# Goal of the exercise:
Put all the lines of the records below into a numbered list, leaving out any blank lines.

[Dataset rows showing where objects appear]
BEGIN

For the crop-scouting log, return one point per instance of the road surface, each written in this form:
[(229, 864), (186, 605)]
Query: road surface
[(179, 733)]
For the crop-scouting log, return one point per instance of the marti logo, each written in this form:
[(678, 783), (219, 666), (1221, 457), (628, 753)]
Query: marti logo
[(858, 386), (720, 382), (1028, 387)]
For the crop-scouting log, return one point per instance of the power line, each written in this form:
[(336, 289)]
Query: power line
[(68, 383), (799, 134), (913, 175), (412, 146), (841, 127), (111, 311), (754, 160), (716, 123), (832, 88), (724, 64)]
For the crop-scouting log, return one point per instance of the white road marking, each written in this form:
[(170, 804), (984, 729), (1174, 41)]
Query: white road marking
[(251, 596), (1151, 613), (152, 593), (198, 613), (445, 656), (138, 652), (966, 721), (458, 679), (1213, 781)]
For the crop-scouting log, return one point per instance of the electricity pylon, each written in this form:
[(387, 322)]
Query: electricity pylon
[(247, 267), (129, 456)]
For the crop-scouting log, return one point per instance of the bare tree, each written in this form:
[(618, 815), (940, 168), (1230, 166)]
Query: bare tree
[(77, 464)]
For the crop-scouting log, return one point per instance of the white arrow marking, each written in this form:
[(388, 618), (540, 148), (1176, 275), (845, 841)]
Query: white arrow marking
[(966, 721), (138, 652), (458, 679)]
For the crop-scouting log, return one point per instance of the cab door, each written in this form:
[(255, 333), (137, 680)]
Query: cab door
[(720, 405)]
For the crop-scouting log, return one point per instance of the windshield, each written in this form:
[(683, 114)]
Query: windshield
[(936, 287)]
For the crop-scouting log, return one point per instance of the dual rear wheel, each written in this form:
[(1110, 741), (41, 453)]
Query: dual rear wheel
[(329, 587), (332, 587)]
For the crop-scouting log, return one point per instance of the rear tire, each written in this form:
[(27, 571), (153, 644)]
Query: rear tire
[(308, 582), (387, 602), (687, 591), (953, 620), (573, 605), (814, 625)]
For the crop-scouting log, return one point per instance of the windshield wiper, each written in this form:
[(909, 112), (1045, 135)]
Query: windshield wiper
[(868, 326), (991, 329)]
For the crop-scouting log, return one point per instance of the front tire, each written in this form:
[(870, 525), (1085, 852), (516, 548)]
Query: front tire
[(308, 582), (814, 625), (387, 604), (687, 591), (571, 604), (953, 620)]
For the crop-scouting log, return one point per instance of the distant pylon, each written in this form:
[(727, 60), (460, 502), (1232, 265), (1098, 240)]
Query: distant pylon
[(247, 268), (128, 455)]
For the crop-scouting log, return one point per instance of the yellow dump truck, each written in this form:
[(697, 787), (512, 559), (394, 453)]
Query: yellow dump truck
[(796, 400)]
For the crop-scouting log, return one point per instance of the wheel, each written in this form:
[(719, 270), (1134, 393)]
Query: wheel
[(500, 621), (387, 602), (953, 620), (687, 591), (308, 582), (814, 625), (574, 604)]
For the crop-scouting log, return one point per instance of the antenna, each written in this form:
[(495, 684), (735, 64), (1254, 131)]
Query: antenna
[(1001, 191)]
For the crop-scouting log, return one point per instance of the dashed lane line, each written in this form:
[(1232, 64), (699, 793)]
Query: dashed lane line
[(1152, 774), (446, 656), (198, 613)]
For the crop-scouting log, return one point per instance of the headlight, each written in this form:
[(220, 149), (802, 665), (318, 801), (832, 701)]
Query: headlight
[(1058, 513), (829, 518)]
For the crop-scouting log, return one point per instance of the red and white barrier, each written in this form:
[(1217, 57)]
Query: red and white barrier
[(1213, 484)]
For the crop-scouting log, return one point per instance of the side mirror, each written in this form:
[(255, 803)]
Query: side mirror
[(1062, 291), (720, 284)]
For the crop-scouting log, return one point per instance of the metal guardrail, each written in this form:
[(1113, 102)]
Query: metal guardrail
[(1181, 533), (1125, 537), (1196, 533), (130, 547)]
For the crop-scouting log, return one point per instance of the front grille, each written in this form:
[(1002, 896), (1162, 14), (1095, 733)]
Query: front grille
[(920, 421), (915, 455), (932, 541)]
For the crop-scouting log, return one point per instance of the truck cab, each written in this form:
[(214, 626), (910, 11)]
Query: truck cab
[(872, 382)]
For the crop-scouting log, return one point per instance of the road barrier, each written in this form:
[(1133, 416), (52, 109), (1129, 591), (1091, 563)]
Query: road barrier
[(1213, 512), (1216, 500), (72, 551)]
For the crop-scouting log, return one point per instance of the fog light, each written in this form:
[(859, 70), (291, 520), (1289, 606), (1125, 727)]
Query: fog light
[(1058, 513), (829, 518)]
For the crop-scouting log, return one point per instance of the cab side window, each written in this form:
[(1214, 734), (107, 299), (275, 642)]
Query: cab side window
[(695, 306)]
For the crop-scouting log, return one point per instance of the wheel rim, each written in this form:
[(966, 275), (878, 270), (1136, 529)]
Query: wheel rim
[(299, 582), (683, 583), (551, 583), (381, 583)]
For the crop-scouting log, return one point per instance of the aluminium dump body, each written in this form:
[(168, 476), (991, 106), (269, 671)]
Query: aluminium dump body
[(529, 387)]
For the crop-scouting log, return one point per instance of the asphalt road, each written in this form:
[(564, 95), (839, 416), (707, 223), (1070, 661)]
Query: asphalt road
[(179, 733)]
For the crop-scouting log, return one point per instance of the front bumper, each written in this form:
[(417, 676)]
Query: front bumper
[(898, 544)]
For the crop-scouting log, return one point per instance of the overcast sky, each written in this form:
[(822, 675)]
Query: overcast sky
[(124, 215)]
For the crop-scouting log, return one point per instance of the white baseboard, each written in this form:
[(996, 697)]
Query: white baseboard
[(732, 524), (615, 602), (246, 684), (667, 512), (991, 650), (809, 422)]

END

# Answer to this exercise:
1. For the crop-scouting log, return one point per instance of the road surface, each written in this form:
2. [(229, 864), (186, 605)]
3. Query: road surface
4. [(179, 733)]
5. For the crop-scouting log, return one point per instance of the marti logo, each written in this form:
6. [(678, 783), (219, 666), (1221, 457), (628, 753)]
7. Query: marti logo
8. [(858, 386), (720, 382), (1028, 387)]
9. For the crop-scouting log, return one point per instance of the power line, each written in this form:
10. [(336, 289)]
11. Query: power line
12. [(68, 383), (799, 134), (913, 175), (412, 146), (841, 127), (111, 311), (754, 160), (716, 123), (832, 88), (724, 64)]
13. For the crop-scouting log, return one point per instance of the white road marking, each written in this form:
14. [(170, 804), (984, 729), (1174, 41)]
15. Query: white road marking
16. [(251, 596), (1151, 613), (152, 593), (198, 613), (445, 656), (138, 652), (966, 721), (458, 679), (1213, 781)]
17. For the crop-scouting log, return one point per instance of the electricity pylon, each written in this form:
18. [(387, 322)]
19. Query: electricity pylon
20. [(247, 267), (129, 456)]
21. For the crop-scouting log, return one point per instance of the bare tree, each written in this form:
22. [(618, 815), (940, 168), (1230, 166)]
23. Query: bare tree
24. [(77, 464)]
25. For the crop-scouting log, return one point per instance of the white arrow marking, each written in this form:
26. [(388, 618), (540, 148), (1176, 275), (845, 841)]
27. Query: white arrow marking
28. [(966, 721), (138, 652), (458, 679)]
29. For the crop-scouting log, return one point per instance of the cab door, each written in this form:
30. [(255, 333), (137, 680)]
31. Query: cab door
32. [(720, 405)]
33. For the crop-scouting log, return one point per instance of the windshield, each written in this form:
34. [(683, 114)]
35. Query: windshield
36. [(936, 287)]
37. For the crop-scouting log, return one point per instance of the dual rear wheel, each written in this form:
38. [(1110, 741), (41, 453)]
39. Query: dual rear wheel
40. [(329, 587), (332, 587)]
41. For the crop-scouting log, return one point per instance of the rear tire, each written in this form:
42. [(27, 571), (153, 644)]
43. Query: rear tire
44. [(308, 582), (387, 602), (687, 591), (953, 620), (573, 605), (814, 625)]
45. For the crop-scouting log, return one point per instance of the windshield wiper, each written in this form:
46. [(909, 112), (1045, 135)]
47. Query: windshield wiper
48. [(868, 326), (991, 329)]
49. For the crop-scouting log, return one point per instance of the front tire, each written in this form:
50. [(870, 525), (1085, 852), (516, 548)]
51. Query: front tire
52. [(308, 582), (814, 625), (387, 604), (687, 591), (571, 604), (953, 620)]
53. For the crop-scouting log, return one point per instance of the distant pylon, each written in this form:
54. [(727, 60), (460, 502), (1232, 265), (1098, 240)]
55. Query: distant pylon
56. [(247, 268), (128, 455)]
57. For the crop-scouting log, return one point per instance of the yellow dump truck, each written in this form:
58. [(697, 787), (512, 559), (394, 453)]
59. Query: yellow dump truck
60. [(796, 400)]
61. For the crop-scouting log, return one point per instance of the wheel, each written in this form:
62. [(719, 270), (1134, 393)]
63. Query: wheel
64. [(500, 621), (387, 602), (953, 620), (687, 591), (308, 582), (814, 625), (574, 604)]
65. For the crop-scouting log, return one point per instance of the antenna, each written in this form:
66. [(495, 684), (735, 64), (1254, 131)]
67. Query: antenna
68. [(1001, 191)]
69. For the crop-scouting log, return one point per instance of the dashed lane line, each written in this form:
70. [(1232, 64), (699, 793)]
71. Query: dashed lane line
72. [(1152, 774), (446, 656), (198, 613)]
73. For the crop-scouting log, return one point per instance of the headlight, each written in this form:
74. [(220, 149), (802, 665), (318, 801), (832, 701)]
75. Query: headlight
76. [(1058, 513), (829, 518)]
77. For the crop-scouting log, return one point per instance of the red and white barrier, each written in this form:
78. [(1217, 57)]
79. Query: red and white barrier
80. [(1213, 484)]
81. For the crop-scouting log, return one point per instance of the side mirror, each written in this form:
82. [(255, 803)]
83. Query: side mirror
84. [(1062, 291), (720, 284)]
85. For the crop-scouting log, return one point per instance of the metal guardrail, each written in this form:
86. [(1113, 102)]
87. Query: metal guardrail
88. [(1181, 533), (1125, 537), (1196, 533), (130, 547)]
89. For the crop-scouting log, return one point per instance of the front grille, each written in this form:
90. [(1002, 896), (1162, 14), (1095, 733)]
91. Query: front grille
92. [(920, 421), (915, 455), (932, 541)]
93. For the crop-scouting log, return one point per instance of the truck cab, each written in this form:
94. [(214, 626), (910, 11)]
95. Query: truck cab
96. [(872, 382)]
97. For the crop-scouting log, return one point per instance of the road barrier, each written in this form:
98. [(1133, 416), (52, 109), (1129, 591), (1091, 563)]
99. Query: road barrier
100. [(1213, 512), (1216, 500), (72, 551)]
101. For the crop-scouting log, return one point per instance of the fog light, each written in this form:
102. [(859, 70), (291, 520), (1289, 606), (1125, 727)]
103. Query: fog light
104. [(1058, 513), (829, 518)]
105. For the crop-scouting log, return one point per instance of the cab side window, each written in this form:
106. [(1214, 734), (107, 299), (275, 642)]
107. Query: cab side window
108. [(695, 306)]
109. For the crop-scouting log, return one point per instance of the wheel rim, each written in this form:
110. [(966, 275), (878, 270), (1136, 529)]
111. Query: wheel rim
112. [(299, 582), (683, 583), (551, 583), (381, 583)]
113. For the crop-scouting log, return one point per instance of the aluminium dump body, each written in this form:
114. [(168, 476), (991, 106), (269, 671)]
115. Query: aluminium dump body
116. [(529, 387)]
117. For the crop-scouting log, return one point per instance of the asphalt road, each written in this form:
118. [(564, 95), (839, 416), (707, 223), (1070, 661)]
119. Query: asphalt road
120. [(179, 733)]
121. For the crop-scouting log, return one point per instance of the front bumper, each written in this form:
122. [(417, 676)]
123. Query: front bumper
124. [(898, 544)]
125. For the crop-scouting log, return one point per instance of the overcast sky, each written in this form:
126. [(822, 675)]
127. Query: overcast sky
128. [(124, 215)]
129. For the crop-scouting log, return one point per instance of the white baseboard, each written in this form:
130. [(996, 697)]
131. Query: white baseboard
132. [(732, 524), (615, 602), (246, 684), (667, 512), (991, 650), (809, 422)]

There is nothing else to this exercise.